* WHAT TO WORK ON:
Reproduce every record below verbatim, line for line, with no changes to wording or punctuation.

* DATA EXCERPTS:
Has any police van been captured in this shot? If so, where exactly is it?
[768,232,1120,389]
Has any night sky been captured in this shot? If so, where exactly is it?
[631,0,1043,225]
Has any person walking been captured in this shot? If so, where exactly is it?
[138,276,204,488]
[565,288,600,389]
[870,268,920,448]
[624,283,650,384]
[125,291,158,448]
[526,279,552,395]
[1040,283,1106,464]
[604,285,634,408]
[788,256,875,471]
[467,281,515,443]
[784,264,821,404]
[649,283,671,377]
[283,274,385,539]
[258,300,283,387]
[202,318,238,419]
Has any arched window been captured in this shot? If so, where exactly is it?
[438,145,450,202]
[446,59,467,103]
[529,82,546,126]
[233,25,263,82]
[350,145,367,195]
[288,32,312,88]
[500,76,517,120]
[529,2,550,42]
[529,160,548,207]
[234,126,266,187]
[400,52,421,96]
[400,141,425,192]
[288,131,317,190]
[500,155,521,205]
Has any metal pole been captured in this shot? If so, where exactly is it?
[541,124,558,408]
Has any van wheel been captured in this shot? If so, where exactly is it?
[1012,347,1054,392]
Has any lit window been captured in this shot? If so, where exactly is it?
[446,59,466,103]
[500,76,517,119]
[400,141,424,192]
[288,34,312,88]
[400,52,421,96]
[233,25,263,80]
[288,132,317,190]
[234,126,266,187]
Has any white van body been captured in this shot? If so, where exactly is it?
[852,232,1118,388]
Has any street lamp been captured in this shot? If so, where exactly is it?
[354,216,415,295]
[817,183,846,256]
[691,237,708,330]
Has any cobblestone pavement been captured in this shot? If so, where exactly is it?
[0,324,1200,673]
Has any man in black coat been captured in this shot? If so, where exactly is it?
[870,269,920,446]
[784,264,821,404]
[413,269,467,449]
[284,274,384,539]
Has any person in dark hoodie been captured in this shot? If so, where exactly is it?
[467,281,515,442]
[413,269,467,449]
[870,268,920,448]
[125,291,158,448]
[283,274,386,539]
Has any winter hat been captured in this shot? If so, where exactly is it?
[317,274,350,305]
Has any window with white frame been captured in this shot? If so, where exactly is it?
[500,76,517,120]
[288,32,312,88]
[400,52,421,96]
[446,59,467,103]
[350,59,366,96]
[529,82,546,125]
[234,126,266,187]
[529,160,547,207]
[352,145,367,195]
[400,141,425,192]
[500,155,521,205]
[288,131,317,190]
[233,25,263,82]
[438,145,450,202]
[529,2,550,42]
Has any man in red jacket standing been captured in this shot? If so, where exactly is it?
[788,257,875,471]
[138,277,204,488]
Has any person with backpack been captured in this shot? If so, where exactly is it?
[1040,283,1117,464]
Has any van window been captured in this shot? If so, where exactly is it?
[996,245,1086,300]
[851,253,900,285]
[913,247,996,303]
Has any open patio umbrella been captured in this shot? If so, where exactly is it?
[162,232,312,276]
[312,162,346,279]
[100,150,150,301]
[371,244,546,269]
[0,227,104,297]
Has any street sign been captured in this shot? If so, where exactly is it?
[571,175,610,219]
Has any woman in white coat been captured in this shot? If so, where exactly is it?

* TASK ANSWER:
Has any police van been captured in this shot? If so, where exactly is it?
[768,232,1120,389]
Has any night sky been captured in this shot? If so, where exactly is it?
[631,0,1043,225]
Has any person walking been captured in this shot? If so, where exactly is it?
[138,276,204,488]
[565,288,600,389]
[870,268,920,448]
[624,283,650,384]
[125,291,158,448]
[526,279,552,395]
[1040,283,1106,464]
[604,285,634,408]
[788,256,875,471]
[467,281,515,443]
[784,264,821,404]
[649,283,671,377]
[283,274,385,539]
[258,300,283,387]
[202,318,238,419]
Has any arched window been captured in this shot? If so, where exactly is it?
[438,145,450,202]
[446,59,467,103]
[529,82,546,126]
[233,25,263,82]
[350,145,367,195]
[288,32,312,88]
[500,76,517,120]
[529,2,550,42]
[529,160,548,207]
[234,126,266,187]
[400,52,421,96]
[400,141,425,192]
[288,131,317,190]
[500,155,521,205]
Has any metal pole been captured in this shot? If so, where exactly is it?
[541,124,558,408]
Has any van wheel been captured in this shot? If so, where exactly is it?
[1012,347,1054,392]
Has any lit window been captured in this shot? If so, where exactly is it?
[446,59,466,103]
[500,76,517,119]
[400,141,424,192]
[288,34,312,88]
[400,52,421,96]
[233,25,263,80]
[288,132,317,190]
[234,126,266,187]
Has any white van body been captured in this shot? If so, where exactly is it?
[852,232,1118,388]
Has any street lamp been captured in this shot? If so, where exactly is it?
[354,216,415,295]
[817,183,846,256]
[691,237,708,330]
Has any cobblestone pavement been captured in this shot? If so, where exactly is it?
[0,324,1200,673]
Has any man in black coat been captured in this shot? If so, where exactly is it?
[870,269,920,446]
[784,264,821,404]
[413,269,467,449]
[284,274,384,539]
Has any person in dark hoodie been captured in this shot? If so, where exactly is it?
[467,281,515,442]
[413,269,467,449]
[870,268,920,448]
[125,291,158,448]
[283,274,386,539]
Has any winter hat been captured in this shot? If so, where exactly is it?
[317,274,350,305]
Has any window with white frame been captured in this shot? If so, where exactly is it?
[500,76,517,120]
[288,32,312,88]
[400,52,421,96]
[446,59,467,103]
[350,59,366,96]
[529,82,546,125]
[234,126,266,187]
[529,160,547,207]
[352,145,367,195]
[400,141,425,192]
[500,155,521,205]
[288,131,317,190]
[233,25,263,82]
[438,145,450,202]
[529,2,550,42]
Has any man in red jacket standing been captured in this shot? If so, where exactly is it?
[788,257,875,471]
[138,277,204,488]
Has any person with backpack been captured in this shot? If so, where exactly is it?
[1040,283,1117,464]
Has any van window been captured in this shot? If so, where exactly is it?
[996,245,1086,300]
[851,253,900,285]
[913,247,996,303]
Has any open patio umbrella been captured in this shot? If so, where exactly is it?
[162,232,312,276]
[312,162,346,279]
[100,150,150,301]
[371,244,546,269]
[0,227,104,297]
Has any street sign been captured in this shot? If so, where exactly is it?
[571,175,610,219]
Has any woman in white coat been captured in this shot? If so, where exactly is it?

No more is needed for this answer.